> **Prompt**: Rewrite each line of the rows below as a JSON array of strings, with one string per line and blank lines omitted.

> **Source records**:
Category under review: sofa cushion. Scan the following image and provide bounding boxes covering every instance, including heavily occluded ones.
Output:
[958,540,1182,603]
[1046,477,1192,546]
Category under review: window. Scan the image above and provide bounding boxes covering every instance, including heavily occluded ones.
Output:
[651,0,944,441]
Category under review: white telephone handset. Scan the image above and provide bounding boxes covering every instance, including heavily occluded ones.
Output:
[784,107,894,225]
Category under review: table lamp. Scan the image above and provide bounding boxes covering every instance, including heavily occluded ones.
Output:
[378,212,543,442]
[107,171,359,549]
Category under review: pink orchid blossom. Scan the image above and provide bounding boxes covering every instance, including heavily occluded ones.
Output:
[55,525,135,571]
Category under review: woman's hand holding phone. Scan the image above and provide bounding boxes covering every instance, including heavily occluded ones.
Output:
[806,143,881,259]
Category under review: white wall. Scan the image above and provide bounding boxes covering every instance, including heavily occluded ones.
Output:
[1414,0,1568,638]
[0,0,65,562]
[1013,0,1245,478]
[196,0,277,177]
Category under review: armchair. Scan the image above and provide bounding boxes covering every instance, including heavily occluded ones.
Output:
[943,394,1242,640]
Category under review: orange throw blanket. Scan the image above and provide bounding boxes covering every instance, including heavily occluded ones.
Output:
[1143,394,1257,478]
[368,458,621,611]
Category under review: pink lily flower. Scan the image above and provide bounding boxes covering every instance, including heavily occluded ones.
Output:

> **Reply to the task**:
[
  "Category under review: sofa cushion. Scan the following image and provide bounding boxes covering every instance, including heavily occluded ones.",
  "Output:",
  "[958,540,1182,603]",
  "[1046,477,1192,546]",
  "Category under review: window. Scan the image above and provide bounding boxes covering every instance, including heavily occluded ones.",
  "Output:",
  "[651,0,944,441]",
  "Category under review: white telephone handset. Scan the image above and provide bounding boxes covering every instance, including heavily occluded ones.",
  "Output:",
  "[784,107,894,225]",
  "Category under review: table lamp. Scan the image above and provide bounding boxes covering every instance, including heavily occluded ones.",
  "Output:",
  "[378,212,543,442]",
  "[107,171,359,549]",
  "Category under review: pink orchid blossom. Scan the image above and provide bounding boxes covering every instance, including heavily occluded ones.",
  "Output:",
  "[55,525,135,571]",
  "Category under review: woman's hand holding phone. Scan the image above and provide bounding boxes covering every instance, including heavily occluded ones.",
  "Output:",
  "[806,143,881,259]",
  "Category under review: white wall. Scan the image above and provide bounding boxes covering every instance, including heavily occluded ones.",
  "Output:",
  "[1414,0,1568,638]",
  "[0,0,65,562]",
  "[1013,0,1245,478]",
  "[196,0,277,177]",
  "Category under review: armchair. Scan the image above and provide bounding boxes covering every instance, including heavily occluded ones.",
  "Output:",
  "[943,394,1242,640]",
  "Category under review: orange throw blanket. Scan the image above and provide bounding boxes covering every instance, including heavily occluded ones.",
  "Output:",
  "[1143,394,1257,478]",
  "[368,458,621,611]",
  "Category under review: pink lily flower. Scan the image above and provide bounding boxes covering every instance, including heavily occluded ones.",
  "Output:"
]